Extracted data:

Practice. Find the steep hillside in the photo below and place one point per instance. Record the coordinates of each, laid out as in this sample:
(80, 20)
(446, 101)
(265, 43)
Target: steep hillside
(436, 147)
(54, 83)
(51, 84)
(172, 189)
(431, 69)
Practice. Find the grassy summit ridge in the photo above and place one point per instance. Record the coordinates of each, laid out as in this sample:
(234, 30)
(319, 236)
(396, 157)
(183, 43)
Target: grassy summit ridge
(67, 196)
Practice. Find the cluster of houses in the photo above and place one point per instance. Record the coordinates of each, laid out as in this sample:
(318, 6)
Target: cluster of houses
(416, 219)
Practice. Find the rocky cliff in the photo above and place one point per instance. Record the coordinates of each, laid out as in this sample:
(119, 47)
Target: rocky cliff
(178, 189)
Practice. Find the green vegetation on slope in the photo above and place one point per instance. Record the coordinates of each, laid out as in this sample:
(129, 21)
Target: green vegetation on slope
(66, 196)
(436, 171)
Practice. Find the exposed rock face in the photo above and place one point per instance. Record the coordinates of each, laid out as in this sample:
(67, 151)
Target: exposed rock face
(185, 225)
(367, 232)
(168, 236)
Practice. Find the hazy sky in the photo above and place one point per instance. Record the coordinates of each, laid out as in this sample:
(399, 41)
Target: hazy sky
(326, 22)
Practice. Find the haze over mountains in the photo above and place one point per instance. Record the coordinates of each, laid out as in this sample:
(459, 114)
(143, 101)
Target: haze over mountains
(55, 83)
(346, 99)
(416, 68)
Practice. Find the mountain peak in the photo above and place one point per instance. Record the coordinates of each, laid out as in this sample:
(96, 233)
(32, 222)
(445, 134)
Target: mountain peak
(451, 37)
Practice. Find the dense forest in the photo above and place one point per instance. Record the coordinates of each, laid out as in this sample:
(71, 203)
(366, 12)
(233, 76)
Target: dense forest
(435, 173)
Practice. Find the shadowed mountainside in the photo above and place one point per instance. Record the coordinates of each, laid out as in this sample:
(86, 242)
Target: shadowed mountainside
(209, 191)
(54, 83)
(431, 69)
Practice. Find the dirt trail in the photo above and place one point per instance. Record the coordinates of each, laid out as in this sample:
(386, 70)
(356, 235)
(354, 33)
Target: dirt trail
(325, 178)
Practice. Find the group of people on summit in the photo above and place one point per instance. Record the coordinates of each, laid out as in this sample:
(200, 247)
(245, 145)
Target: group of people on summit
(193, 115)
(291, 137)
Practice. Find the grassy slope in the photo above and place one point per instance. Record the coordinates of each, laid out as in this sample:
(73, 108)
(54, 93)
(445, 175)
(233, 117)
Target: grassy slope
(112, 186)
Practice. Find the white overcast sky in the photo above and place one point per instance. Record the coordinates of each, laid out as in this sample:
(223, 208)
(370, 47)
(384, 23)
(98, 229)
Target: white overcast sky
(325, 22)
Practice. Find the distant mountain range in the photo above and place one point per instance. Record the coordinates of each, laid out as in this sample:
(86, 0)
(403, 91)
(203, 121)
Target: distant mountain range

* * *

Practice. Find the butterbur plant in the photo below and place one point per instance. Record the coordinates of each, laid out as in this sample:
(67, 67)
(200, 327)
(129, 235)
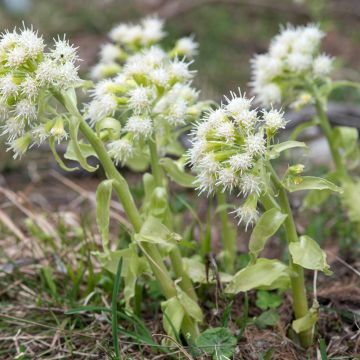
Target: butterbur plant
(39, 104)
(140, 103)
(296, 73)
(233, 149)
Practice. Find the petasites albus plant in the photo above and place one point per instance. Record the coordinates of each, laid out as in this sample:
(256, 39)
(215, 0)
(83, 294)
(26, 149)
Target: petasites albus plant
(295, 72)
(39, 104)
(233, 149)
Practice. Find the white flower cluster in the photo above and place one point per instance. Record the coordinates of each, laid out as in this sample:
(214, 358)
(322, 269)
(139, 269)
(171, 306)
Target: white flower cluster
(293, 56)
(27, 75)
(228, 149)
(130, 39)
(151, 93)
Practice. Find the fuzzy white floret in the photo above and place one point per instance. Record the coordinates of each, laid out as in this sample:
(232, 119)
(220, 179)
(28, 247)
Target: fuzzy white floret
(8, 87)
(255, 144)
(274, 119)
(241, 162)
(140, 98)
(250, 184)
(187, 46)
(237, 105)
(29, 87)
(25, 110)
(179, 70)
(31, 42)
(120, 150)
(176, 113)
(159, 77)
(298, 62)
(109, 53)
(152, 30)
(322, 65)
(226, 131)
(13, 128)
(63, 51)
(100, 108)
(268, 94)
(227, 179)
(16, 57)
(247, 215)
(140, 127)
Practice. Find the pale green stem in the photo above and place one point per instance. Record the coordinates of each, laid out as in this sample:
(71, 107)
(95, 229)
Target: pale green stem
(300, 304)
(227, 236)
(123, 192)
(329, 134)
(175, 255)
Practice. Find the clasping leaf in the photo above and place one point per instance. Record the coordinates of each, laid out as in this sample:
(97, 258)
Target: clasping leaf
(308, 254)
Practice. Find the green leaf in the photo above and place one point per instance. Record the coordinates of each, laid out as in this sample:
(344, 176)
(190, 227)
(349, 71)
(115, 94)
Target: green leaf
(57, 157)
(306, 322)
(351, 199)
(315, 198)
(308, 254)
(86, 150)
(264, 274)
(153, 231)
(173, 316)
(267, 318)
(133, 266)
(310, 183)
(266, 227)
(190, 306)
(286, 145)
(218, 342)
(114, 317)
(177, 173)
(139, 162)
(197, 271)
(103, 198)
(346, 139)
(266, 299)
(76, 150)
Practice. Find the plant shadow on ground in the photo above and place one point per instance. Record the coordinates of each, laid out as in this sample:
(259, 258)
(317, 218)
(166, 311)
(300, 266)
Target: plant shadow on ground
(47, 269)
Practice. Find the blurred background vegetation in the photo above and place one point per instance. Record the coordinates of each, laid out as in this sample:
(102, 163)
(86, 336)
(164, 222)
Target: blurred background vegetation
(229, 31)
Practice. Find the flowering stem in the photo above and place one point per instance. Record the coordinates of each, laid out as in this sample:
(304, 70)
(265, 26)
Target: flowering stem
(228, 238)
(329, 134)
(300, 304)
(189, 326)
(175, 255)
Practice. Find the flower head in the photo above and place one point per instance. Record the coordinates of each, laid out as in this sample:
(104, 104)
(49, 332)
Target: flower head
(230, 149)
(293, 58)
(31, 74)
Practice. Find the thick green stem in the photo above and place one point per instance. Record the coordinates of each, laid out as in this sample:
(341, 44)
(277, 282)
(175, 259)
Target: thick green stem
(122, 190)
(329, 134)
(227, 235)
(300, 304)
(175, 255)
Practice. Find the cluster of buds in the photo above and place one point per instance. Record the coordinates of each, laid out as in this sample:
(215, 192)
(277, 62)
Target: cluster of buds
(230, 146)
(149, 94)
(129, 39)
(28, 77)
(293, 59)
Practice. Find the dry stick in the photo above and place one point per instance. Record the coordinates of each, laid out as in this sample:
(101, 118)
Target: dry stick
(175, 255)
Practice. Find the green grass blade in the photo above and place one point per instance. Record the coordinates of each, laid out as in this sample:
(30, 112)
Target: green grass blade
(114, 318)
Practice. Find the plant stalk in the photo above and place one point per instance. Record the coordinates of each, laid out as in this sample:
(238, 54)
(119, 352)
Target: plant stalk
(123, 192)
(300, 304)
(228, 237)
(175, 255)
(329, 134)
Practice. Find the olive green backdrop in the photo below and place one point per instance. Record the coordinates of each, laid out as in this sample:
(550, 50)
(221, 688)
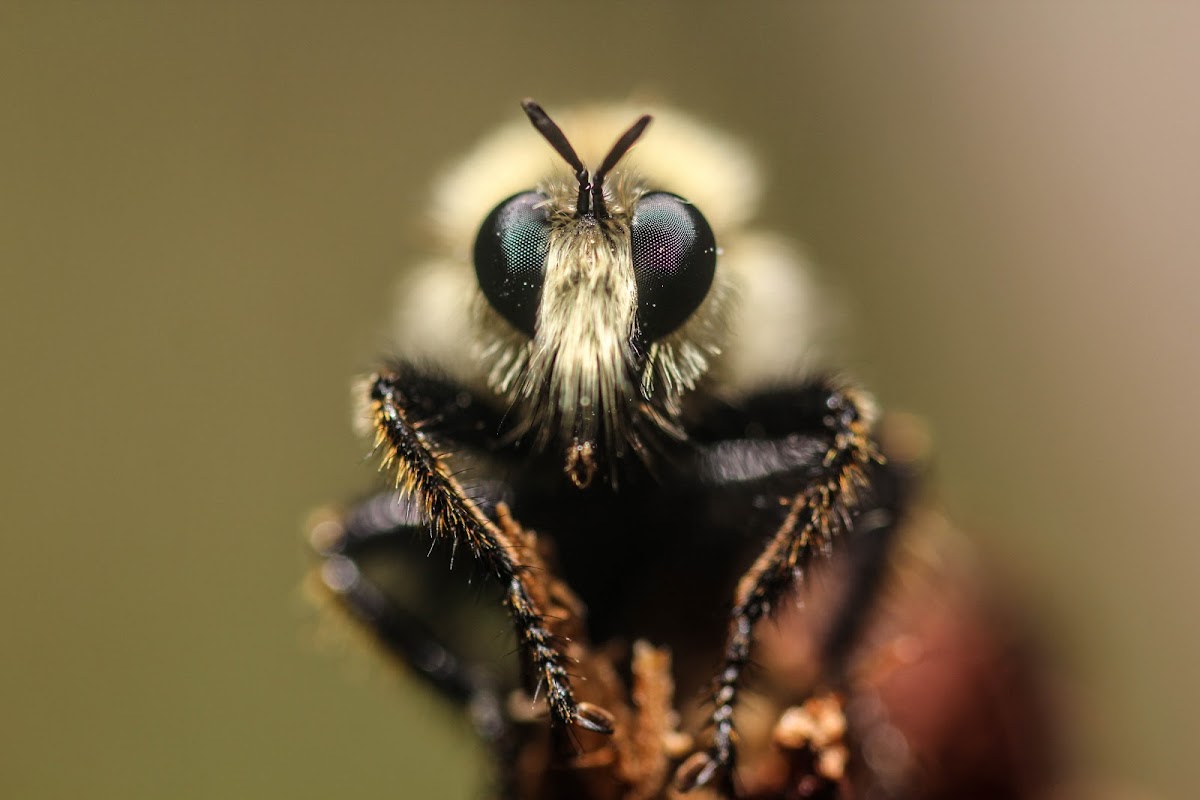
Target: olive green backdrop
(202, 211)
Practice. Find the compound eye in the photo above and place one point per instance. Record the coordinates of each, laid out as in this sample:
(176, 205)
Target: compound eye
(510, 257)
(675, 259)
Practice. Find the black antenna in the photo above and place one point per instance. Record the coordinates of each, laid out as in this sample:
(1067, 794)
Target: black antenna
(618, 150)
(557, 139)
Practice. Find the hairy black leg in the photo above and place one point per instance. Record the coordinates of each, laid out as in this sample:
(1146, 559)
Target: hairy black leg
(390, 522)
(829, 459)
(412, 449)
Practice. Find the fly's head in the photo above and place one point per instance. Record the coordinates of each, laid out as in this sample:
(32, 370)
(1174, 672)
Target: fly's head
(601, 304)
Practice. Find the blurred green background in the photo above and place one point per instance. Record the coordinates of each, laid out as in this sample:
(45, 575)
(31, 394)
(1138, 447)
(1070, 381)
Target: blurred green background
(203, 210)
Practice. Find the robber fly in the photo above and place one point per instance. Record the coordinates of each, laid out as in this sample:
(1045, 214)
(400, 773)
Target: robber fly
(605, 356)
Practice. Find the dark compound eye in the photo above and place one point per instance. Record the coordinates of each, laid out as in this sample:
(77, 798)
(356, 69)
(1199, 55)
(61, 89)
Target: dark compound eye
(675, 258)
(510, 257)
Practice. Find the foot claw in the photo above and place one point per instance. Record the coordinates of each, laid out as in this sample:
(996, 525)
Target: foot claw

* * *

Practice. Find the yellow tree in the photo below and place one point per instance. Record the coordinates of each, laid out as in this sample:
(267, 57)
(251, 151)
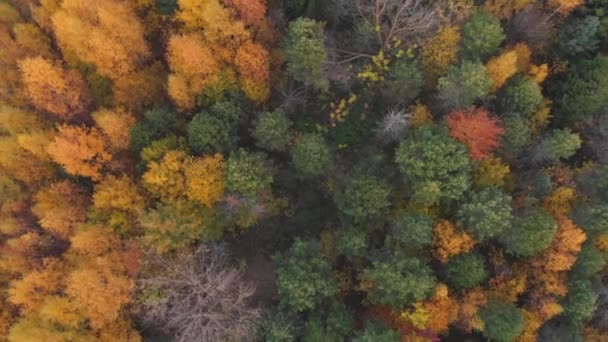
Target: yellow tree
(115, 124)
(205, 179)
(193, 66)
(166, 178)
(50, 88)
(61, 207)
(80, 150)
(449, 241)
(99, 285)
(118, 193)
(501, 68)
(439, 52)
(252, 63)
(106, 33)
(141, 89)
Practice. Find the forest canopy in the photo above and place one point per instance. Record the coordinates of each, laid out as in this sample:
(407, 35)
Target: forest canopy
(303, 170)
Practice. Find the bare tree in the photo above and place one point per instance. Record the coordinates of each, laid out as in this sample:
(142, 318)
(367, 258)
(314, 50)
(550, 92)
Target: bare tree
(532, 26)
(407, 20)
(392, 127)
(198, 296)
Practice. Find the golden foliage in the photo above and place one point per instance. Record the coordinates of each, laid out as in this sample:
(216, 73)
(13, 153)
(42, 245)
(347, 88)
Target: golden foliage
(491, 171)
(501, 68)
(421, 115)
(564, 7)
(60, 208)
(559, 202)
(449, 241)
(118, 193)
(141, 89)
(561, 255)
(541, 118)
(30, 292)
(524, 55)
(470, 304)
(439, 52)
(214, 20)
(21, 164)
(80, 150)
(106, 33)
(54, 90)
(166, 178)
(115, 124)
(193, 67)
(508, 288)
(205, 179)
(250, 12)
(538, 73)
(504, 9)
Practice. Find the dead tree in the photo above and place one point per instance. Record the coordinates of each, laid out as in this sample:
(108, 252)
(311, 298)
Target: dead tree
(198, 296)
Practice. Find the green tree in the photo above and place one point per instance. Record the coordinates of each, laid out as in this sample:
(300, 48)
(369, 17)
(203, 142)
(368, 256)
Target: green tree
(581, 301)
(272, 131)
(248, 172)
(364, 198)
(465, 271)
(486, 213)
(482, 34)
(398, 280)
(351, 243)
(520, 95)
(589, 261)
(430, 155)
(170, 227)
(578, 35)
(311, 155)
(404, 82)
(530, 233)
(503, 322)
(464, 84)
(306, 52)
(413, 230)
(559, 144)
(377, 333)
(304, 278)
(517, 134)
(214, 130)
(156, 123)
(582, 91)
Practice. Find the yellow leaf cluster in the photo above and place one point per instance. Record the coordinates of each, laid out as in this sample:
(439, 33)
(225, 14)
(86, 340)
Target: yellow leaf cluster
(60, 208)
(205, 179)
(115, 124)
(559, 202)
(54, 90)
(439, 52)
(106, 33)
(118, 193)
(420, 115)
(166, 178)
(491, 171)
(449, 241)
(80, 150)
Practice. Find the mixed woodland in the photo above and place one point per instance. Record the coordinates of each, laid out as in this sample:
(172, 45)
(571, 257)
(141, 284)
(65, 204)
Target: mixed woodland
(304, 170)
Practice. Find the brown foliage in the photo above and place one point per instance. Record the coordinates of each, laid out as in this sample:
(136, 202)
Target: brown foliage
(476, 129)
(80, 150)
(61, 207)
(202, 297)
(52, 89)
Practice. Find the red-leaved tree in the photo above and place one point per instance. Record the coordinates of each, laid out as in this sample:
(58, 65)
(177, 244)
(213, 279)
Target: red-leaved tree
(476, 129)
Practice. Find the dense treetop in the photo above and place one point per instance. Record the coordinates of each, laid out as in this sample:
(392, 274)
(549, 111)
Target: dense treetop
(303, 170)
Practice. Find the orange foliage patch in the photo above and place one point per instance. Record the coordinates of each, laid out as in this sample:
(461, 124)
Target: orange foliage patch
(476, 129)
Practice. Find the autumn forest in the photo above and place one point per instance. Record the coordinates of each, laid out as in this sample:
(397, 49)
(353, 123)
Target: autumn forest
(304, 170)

Your instructions: In the data, replace each "sample" with "model" in the lines from the one that contains "Practice. Find the haze" through the one that contains "Target: distant mountain range". Return those lines with everything else unchanged.

Finished answer:
Practice. Find the haze over mountains in the photo above and place one point per instance. Record the coordinates of each, laid out as in this model:
(459, 114)
(143, 101)
Target: haze over mountains
(55, 83)
(346, 99)
(416, 68)
Practice. Find the mountain peak in the photo above and place one point per instance. Record the coordinates of each, laid out as in this model:
(96, 233)
(32, 222)
(445, 134)
Target: mountain peak
(451, 37)
Practice. Find the dense forest in the photo above and place one point per instance. Record the coordinates of each, laid out as in this model:
(71, 203)
(366, 12)
(233, 76)
Target: dense forest
(435, 173)
Practice. Find the shadowed mountainside in the photo above and place one point per instance. Record the coordinates of each, laid out as in this model:
(86, 242)
Target: shadowed mountainside
(209, 191)
(54, 83)
(431, 69)
Practice. Find the dirt trail in the photo above and place one point per instance. Record the coordinates of each, laid out as in this model:
(386, 70)
(356, 235)
(354, 33)
Target: dirt trail
(325, 178)
Practice. Find the group of people on summit in the photo above and place one point per instance. Record the coordinates of each, laid out as in this model:
(200, 247)
(245, 145)
Target: group of people on summit
(193, 115)
(291, 137)
Practice. Find the grassy slope in the photo above and place one point per instance. Record the coordinates of each, laid out as in this model:
(73, 108)
(54, 93)
(445, 175)
(233, 117)
Target: grassy slope
(112, 186)
Practice. Find the white overcast sky in the photo above and place one point per instance. Record the coordinates of each, laid out as in this model:
(223, 208)
(370, 47)
(384, 23)
(98, 229)
Target: white overcast sky
(325, 22)
Practice. Find the distant mountain range in the photo above and place one point per instance. Record the coordinates of each, laid out as in this model:
(86, 0)
(403, 91)
(203, 121)
Target: distant mountain range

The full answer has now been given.